Where a line of the entries below includes the string "table", count it. Give only the resulting number.

Natural language region descriptions:
****************

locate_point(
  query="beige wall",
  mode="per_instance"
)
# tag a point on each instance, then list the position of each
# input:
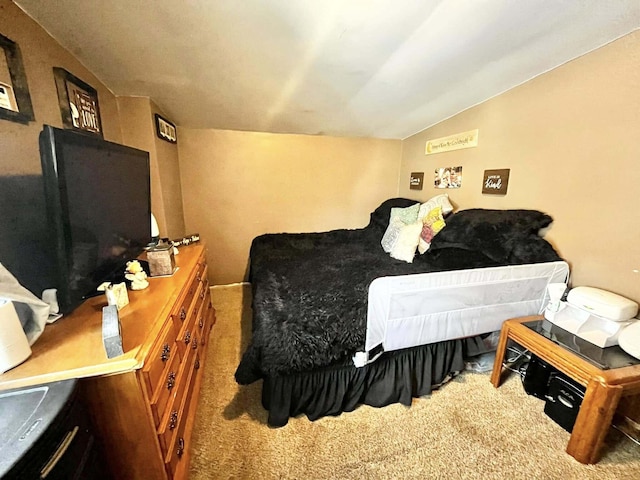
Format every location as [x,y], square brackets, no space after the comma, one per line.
[139,131]
[20,168]
[237,185]
[19,152]
[570,138]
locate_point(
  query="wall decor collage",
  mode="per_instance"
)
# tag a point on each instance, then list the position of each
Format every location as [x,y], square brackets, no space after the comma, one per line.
[78,101]
[495,182]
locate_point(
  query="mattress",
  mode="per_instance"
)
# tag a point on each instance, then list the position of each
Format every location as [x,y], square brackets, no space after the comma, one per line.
[411,310]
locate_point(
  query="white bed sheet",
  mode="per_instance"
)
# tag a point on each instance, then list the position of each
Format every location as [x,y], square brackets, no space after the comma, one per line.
[410,310]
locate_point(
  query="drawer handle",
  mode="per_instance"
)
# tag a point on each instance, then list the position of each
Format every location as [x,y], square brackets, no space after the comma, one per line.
[166,351]
[171,380]
[173,419]
[180,449]
[59,453]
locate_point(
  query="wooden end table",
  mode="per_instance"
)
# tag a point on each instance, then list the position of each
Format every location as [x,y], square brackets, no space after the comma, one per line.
[604,387]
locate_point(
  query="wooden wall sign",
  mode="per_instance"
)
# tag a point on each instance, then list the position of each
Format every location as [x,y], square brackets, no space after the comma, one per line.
[452,142]
[78,103]
[495,182]
[165,129]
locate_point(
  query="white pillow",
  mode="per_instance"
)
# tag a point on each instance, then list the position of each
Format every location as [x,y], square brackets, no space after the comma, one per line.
[391,235]
[407,241]
[441,200]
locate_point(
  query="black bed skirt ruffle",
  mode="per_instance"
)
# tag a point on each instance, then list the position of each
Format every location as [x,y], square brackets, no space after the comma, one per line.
[395,377]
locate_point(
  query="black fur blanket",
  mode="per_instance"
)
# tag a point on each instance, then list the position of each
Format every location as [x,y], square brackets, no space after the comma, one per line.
[310,289]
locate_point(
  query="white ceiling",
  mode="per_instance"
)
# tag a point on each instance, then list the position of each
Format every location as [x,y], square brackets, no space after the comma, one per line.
[361,68]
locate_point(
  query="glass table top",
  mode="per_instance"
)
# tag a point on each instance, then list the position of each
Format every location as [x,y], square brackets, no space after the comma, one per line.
[603,358]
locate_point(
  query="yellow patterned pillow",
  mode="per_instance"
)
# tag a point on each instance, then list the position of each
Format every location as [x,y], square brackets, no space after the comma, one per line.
[432,223]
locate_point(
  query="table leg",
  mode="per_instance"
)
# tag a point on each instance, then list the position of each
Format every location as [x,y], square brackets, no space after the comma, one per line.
[593,421]
[496,373]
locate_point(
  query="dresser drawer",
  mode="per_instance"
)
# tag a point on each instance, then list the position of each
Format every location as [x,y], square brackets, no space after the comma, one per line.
[166,389]
[177,439]
[189,328]
[160,356]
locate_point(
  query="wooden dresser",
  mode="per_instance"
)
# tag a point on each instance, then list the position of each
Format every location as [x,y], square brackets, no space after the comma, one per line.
[143,403]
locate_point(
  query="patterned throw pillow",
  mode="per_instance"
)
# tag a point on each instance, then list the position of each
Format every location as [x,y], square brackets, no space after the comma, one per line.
[407,241]
[399,217]
[432,223]
[441,200]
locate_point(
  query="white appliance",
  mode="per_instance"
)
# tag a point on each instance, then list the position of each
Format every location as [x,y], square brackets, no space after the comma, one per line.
[630,339]
[592,314]
[14,346]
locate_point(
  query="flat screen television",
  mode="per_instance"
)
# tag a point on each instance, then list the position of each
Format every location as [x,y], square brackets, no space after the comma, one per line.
[98,205]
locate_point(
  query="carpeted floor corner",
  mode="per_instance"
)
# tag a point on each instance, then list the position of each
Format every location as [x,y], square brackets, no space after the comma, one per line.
[465,430]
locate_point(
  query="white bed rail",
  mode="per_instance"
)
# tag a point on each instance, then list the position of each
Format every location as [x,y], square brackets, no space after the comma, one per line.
[410,310]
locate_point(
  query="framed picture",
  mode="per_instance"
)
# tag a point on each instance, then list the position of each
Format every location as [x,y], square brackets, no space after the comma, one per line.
[78,101]
[495,182]
[166,130]
[416,180]
[448,177]
[15,101]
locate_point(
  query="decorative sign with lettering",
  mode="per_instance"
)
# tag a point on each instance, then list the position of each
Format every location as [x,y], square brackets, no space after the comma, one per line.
[495,182]
[78,103]
[417,178]
[165,129]
[452,142]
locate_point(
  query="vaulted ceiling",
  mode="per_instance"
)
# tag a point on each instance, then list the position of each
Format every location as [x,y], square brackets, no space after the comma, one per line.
[360,68]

****************

Exercise answer:
3